## ASSIGNED TASK
Retype every entry below exactly as it stands.

Data extracted from a collection
╭──
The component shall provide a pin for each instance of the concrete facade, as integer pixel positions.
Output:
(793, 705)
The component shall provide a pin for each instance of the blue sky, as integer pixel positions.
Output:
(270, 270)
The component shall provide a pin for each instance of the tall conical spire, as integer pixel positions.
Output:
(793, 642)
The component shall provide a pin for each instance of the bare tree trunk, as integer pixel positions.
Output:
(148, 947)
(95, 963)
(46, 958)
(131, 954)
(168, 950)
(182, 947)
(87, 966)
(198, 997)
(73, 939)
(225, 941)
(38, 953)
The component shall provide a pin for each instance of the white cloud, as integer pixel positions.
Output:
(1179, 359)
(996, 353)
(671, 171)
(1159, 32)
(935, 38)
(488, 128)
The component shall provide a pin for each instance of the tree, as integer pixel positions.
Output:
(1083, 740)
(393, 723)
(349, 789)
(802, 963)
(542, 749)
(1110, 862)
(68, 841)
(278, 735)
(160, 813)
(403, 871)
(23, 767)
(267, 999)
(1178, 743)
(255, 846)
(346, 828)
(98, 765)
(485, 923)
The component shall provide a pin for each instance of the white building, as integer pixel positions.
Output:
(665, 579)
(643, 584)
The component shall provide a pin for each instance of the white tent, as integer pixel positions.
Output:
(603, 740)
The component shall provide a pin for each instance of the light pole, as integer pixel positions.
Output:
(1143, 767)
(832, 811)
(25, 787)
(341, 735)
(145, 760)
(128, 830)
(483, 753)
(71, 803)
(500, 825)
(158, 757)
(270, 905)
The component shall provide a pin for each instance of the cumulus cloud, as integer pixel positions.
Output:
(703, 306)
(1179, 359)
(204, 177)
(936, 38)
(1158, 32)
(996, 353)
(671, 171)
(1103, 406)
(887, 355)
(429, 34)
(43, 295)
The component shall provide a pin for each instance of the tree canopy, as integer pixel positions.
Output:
╰──
## ANSWER TO THE PROBLEM
The component shall provide a pin for each instance of the concrete facade, as integer pixel positions.
Output:
(793, 705)
The component shall provide a pin for each instance of the blue sky, as integer pixel positions.
Output:
(270, 270)
The component shall provide a pin for each instance of the tall conical spire, as integer pixel positions.
Output:
(793, 642)
The component shall provide a pin for each instance of the bare tree trunk, as integer pixel positions.
Output:
(148, 947)
(95, 963)
(46, 958)
(131, 954)
(168, 950)
(182, 947)
(87, 966)
(198, 997)
(73, 939)
(225, 941)
(38, 953)
The component shall provide a pin for each instance of the white cloud, as integer pixel positions.
Output:
(1179, 359)
(996, 353)
(671, 171)
(1159, 32)
(935, 38)
(488, 128)
The component shall provide a pin for each instance of the tree, as integer pixel positions.
Output:
(1083, 740)
(393, 723)
(349, 789)
(802, 963)
(542, 749)
(1110, 862)
(68, 841)
(278, 735)
(160, 813)
(403, 871)
(23, 767)
(267, 999)
(1178, 743)
(255, 846)
(346, 828)
(98, 765)
(485, 923)
The component shall provide a pin for each instance of the white building, as integer pixel positions.
Output:
(665, 579)
(643, 584)
The component shall provide a pin for each instance of the white tent, as integer pixel positions.
Output:
(603, 740)
The component shall provide a pin for each instance of the light pole, as integer pixel positions.
Output:
(1143, 767)
(832, 811)
(25, 787)
(341, 735)
(145, 760)
(128, 830)
(483, 753)
(71, 803)
(500, 825)
(158, 757)
(270, 905)
The component shall provide a pin for each instance of the cumulus cloud, as integer pixel positions.
Output:
(703, 306)
(1179, 359)
(204, 177)
(936, 38)
(1158, 32)
(996, 353)
(671, 171)
(1103, 406)
(887, 355)
(429, 34)
(43, 295)
The component shall provide a pin for each instance of the tree canopy, as integer pixel positions.
Output:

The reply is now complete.